Faits et procédure :
Selon contrat de travail daté du 18 janvier et 15 février 1995, M. Philippe Y... a été engagé par la Société FABRICOM AIR CONDITIONING en qualité de technicien frigoriste à compter du 1er décembre 1994. Ce contrat prévoyait qu'à compter du 1er janvier 1995 le salarié était détaché en Guyane pour travailler sur le site de la base spatiale de Kourou. Il était stipulé que la période d'activité en Guyane en tant que détaché était fixée à 3 ans à compter du 31 décembre 1994, pouvant être renouvelés une fois.
Par courrier du 11 juillet 1997, la direction de la Société FABRICOM AIR CONDITIONING rappelait à M. Y... que sa période d'activité en Guyane française en tant que détaché arriverait à expiration le 31 décembre 1997.
Par courrier du 24 octobre 1997, M. Y... faisait savoir à son employeur que si celui-ci avait jugé bon de ne pas renouveler son contrat de détachement au centre spatial, il ne donnerait pas suite aux propositions d'affectation au sein de 3 entreprises belges, qui lui ont été communiquées, pour les raisons suivantes :-non conservation des régimes social et fiscal français-conditions plus défavorables que la situation actuelle.
Après avoir été convoqué par courrier du 6 février 1998 à un entretien préalable, M. Y... se voyait notifier par courrier du 13 mars 1998 son licenciement pour faute grave. Il était reproché au salarié d'avoir refusé de réintégrer son lieu de travail à Bruxelles, ne respectant pas ainsi de manière flagrante son contrat de travail.
Dès le 26 août 1997, M. Y... avait saisi le Conseil de Prud'hommes de Cayenne pour demander à bénéficier de l'application de la « convention de site » de la base spatiale, et donc de différentes indemnités que la Société FABRICOM AIR CONDITIONING ne lui avait pas allouées.

Fiches de repérage de positions
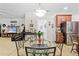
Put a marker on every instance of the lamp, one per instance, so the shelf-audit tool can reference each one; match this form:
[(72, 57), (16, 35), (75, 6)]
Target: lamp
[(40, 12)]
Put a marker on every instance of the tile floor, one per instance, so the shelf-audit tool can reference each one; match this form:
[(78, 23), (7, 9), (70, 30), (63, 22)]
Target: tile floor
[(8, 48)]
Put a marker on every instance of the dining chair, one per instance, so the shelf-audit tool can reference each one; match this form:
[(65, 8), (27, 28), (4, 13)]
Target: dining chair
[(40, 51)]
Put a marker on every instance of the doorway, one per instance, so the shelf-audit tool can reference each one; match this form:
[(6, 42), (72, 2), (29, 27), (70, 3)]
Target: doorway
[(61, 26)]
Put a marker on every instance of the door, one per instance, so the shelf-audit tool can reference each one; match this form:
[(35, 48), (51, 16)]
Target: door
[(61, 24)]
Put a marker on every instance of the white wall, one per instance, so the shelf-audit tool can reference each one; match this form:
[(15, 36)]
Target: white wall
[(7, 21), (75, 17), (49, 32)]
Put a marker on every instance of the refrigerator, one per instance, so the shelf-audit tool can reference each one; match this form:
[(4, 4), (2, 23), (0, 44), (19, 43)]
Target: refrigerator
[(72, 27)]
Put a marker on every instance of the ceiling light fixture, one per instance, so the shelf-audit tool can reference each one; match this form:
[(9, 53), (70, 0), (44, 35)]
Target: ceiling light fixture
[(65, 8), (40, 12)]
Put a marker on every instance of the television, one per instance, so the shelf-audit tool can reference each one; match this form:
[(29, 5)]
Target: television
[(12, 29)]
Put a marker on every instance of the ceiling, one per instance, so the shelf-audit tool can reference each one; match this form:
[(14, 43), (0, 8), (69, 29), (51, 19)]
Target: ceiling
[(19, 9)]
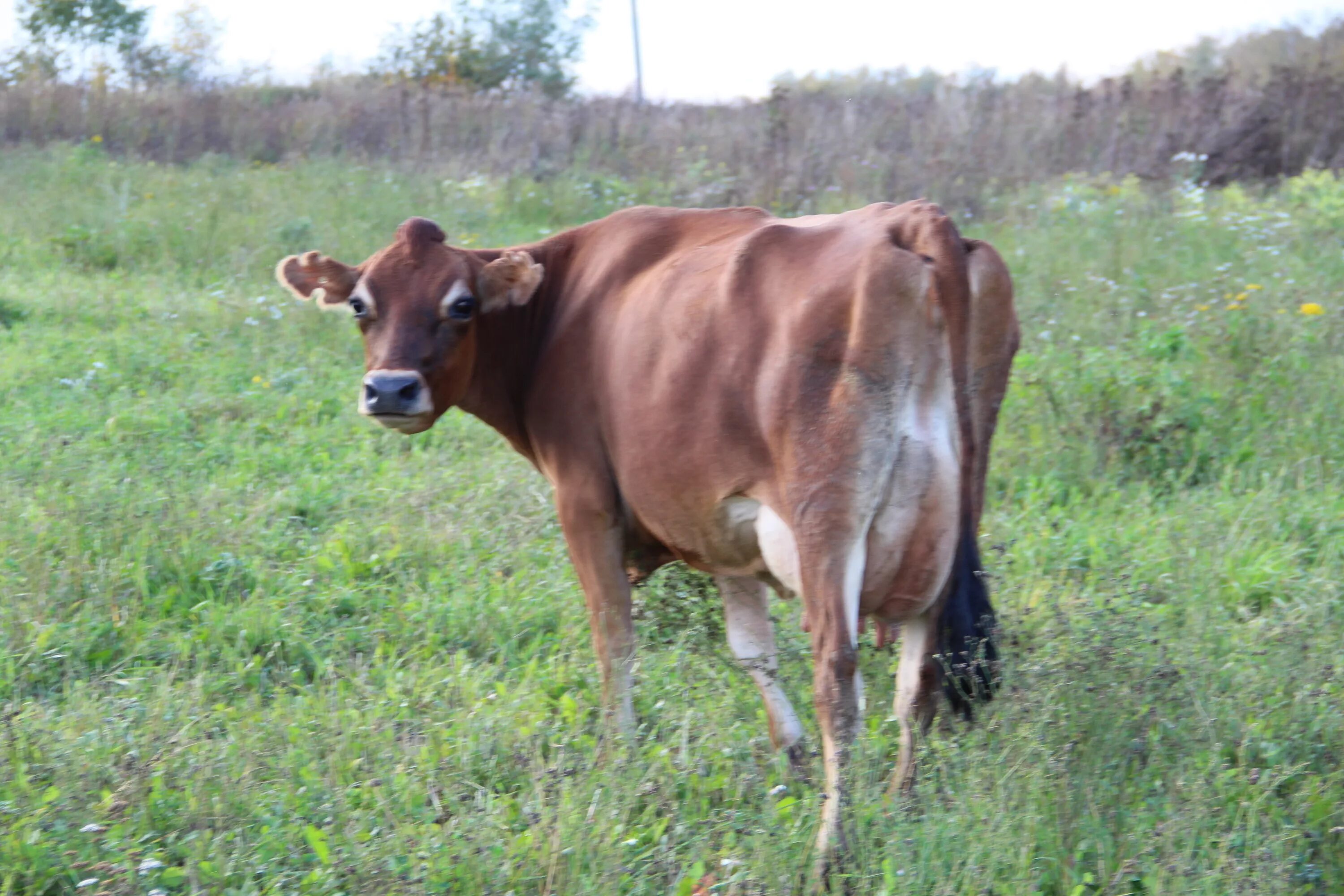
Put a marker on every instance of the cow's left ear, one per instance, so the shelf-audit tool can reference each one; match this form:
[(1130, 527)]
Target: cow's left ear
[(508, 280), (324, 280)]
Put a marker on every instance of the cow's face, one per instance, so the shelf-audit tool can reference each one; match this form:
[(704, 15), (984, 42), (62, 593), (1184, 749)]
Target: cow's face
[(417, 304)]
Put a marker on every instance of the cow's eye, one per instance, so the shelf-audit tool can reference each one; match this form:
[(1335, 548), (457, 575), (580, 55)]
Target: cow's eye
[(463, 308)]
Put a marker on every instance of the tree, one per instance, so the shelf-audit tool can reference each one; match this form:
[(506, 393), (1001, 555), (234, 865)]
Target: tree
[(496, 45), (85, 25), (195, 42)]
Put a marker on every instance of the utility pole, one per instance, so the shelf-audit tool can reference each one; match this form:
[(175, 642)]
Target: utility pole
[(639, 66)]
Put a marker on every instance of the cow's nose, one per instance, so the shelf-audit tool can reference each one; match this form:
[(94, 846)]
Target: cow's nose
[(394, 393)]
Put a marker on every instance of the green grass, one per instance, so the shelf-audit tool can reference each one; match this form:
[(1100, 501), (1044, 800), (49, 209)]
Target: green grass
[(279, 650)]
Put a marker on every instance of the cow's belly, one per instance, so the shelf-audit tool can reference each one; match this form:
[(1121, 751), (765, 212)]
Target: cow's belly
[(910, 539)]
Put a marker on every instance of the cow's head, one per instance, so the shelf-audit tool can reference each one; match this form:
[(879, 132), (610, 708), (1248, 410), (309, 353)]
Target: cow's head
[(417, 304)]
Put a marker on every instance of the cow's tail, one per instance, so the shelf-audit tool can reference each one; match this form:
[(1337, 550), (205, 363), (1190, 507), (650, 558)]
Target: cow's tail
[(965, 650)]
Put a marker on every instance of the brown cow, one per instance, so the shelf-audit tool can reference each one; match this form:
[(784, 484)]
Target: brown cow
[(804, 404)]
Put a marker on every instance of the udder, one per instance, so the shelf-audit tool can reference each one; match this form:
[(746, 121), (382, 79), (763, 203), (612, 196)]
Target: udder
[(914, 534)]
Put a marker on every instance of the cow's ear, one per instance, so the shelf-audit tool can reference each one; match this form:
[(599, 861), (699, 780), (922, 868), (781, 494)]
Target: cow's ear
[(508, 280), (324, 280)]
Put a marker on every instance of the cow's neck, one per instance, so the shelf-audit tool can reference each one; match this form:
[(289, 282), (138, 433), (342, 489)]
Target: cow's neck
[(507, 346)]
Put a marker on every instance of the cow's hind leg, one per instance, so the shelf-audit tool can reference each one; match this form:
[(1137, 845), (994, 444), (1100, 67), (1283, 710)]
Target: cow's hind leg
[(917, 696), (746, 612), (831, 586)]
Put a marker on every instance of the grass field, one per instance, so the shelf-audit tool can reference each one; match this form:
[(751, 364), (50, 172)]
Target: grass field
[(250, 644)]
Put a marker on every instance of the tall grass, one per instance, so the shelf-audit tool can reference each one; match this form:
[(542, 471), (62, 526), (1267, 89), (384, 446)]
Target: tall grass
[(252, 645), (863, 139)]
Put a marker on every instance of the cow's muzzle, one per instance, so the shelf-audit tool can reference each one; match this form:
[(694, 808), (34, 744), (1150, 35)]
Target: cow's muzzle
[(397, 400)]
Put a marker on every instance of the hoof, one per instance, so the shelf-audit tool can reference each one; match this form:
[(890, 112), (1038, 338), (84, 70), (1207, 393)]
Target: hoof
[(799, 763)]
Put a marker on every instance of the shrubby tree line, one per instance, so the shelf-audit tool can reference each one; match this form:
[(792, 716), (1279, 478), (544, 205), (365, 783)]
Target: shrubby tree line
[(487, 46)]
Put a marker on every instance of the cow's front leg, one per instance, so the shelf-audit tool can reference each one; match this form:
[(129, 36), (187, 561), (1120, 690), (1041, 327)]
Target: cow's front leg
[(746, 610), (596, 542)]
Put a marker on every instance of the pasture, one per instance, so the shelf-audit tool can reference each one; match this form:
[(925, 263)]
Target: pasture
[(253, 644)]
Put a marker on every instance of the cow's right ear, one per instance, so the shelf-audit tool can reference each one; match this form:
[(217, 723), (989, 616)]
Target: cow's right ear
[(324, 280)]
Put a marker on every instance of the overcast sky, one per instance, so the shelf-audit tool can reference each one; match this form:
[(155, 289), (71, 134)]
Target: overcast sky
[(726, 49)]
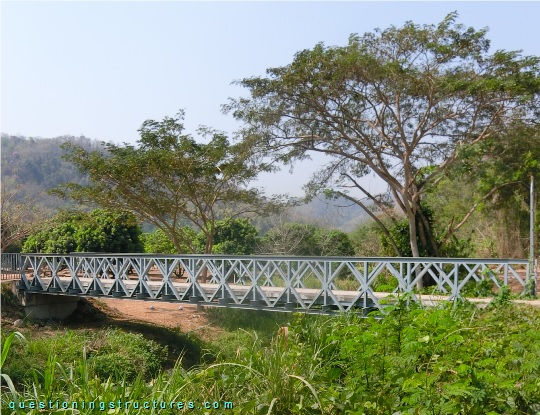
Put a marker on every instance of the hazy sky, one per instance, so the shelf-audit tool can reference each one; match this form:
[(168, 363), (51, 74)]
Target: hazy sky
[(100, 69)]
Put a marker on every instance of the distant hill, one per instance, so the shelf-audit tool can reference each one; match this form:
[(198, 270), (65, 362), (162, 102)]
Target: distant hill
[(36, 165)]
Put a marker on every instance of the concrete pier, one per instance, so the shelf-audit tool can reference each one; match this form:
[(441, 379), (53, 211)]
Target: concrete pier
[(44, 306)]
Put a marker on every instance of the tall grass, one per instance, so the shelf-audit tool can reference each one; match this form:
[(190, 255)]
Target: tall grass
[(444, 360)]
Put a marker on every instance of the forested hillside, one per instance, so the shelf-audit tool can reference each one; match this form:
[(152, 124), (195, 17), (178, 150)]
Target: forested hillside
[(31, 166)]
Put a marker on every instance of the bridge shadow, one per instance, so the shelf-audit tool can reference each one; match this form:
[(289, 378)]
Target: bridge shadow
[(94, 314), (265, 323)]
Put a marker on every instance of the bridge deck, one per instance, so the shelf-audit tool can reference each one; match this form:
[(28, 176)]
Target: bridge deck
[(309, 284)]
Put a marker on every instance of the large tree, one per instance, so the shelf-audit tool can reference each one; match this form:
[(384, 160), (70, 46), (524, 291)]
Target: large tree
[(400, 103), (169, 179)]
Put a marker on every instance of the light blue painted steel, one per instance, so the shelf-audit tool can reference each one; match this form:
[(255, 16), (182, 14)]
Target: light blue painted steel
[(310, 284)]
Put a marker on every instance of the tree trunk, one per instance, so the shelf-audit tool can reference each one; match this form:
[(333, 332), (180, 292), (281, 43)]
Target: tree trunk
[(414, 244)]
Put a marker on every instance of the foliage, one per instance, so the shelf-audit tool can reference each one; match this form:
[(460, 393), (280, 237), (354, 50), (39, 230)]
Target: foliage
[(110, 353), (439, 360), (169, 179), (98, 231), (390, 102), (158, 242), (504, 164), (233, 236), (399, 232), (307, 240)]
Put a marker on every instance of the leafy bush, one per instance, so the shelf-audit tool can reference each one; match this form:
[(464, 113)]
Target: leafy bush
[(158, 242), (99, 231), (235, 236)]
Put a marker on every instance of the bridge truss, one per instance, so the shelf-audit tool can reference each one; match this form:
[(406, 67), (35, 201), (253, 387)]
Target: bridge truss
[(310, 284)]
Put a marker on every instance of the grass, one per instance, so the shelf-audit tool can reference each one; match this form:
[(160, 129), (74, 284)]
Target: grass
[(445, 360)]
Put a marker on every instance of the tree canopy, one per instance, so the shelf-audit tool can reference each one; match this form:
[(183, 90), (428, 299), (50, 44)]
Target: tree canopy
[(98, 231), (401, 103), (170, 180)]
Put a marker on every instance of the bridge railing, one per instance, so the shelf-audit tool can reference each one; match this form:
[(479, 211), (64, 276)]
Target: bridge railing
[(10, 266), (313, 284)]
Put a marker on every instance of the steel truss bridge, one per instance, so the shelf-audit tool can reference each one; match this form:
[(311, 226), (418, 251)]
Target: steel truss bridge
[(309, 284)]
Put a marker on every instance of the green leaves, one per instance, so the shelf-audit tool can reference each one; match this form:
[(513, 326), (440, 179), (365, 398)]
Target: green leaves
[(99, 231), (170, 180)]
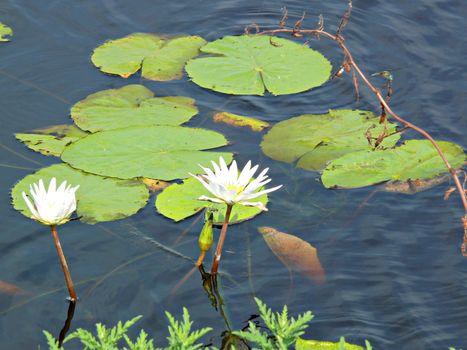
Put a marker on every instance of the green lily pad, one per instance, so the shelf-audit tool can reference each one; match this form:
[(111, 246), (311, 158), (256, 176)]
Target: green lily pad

Exercices:
(a) Recopiez à l'identique les entrées situées entre la ligne contenant « Put a marker on every instance of the cow's neck, one » et celle contenant « [(507, 346)] », ces deux lignes comprises.
(b) Rédigez la suite du texte sur le licenciement de M. Y... par la Société FABRICOM AIR CONDITIONING.

Exercices corrigés:
(a)
Put a marker on every instance of the cow's neck, one per instance, so the shelf-audit tool can reference each one; match this form:
[(289, 282), (138, 433), (342, 489)]
Target: cow's neck
[(507, 346)]

(b)
Par ordonnance du 16 octobre 1997, le bureau de conciliation du Conseil de Prud'hommes condamnait la Société FABRICOM AIR CONDITIONING à payer à M. Y... diverses sommes, mais la Cour d'Appel de Fort-de-France (Chambre détachée de Cayenne) par arrêt du 2 février 1998, annulait la décision du bureau de conciliation pour excès de pouvoir, et renvoyait l'affaire devant le bureau de jugement du conseil de prud'hommes.
À la suite de différents renvois, l'affaire était fixée et les parties convoquées pour l'audience du 23 novembre 1999. Par décision du même jour le conseil de prud'hommes, constatant l'absence sans motif du demandeur, a prononcé la caducité de la citation en application de l'article 468 du code de procédure civile.
M. Y... ayant sollicité le relevé de la caducité par lettre recommandée avec avis de réception du 15 décembre 1999, l'affaire a été réenrôlée et les parties convoquées devant le bureau de jugement à l'audience du 22 février 2000 en application de l'article R516-26-1 ancien du code du travail. À cette audience le Conseil de Prud'hommes a, sur la demande de la Société FABRICOM AIR CONDITIONING défenderesse, prononcé une nouvelle fois la caducité de la citation.
M. Y... a sollicité la rétractation de la décision de caducité et a relevé appel de cette décision le 17 avril 2000.
Par jugement du 27 juin 2000, le bureau de jugement du conseil de prud'hommes, saisi par M. Y... de sa demande de relevé de caducité et de ses demandes en paiement, constatant que la Cour d'Appel était saisie du litige qui opposait les parties concernant la 2e décision de caducité (en date du 22 février 2000) estimait qu'il était d'une bonne justice d'attendre la décision de la Cour et renvoyer l'affaire à une date ultérieure dans l'attente de la décision de ladite Cour.
Par arrêt du 25 mars 2002, la Cour d'Appel de Fort-de-France (Chambre détachée de Cayenne), saisie à la fois d'un appel de la décision de caducité du 22 février 2000, et d'un appel du jugement du 27 juin 2000 précité, déclarait irrecevables les appels formés par M. Y... à l'encontre de ces deux décisions, estimant d'une part que la convocation des parties à l'audience du 27 juin 2000 du Conseil de Prud'hommes valait relevé de caducité, et d'autre part que la décision de sursis à statuer du 27 juin 2000 ne tranchant ni le principal, ni un incident mettant fin à l'instance n'était pas susceptible d'appel. La cause et les parties étaient renvoyées devant le Conseil de Prud'hommes de Cayenne pour qu'il soit statué au fond.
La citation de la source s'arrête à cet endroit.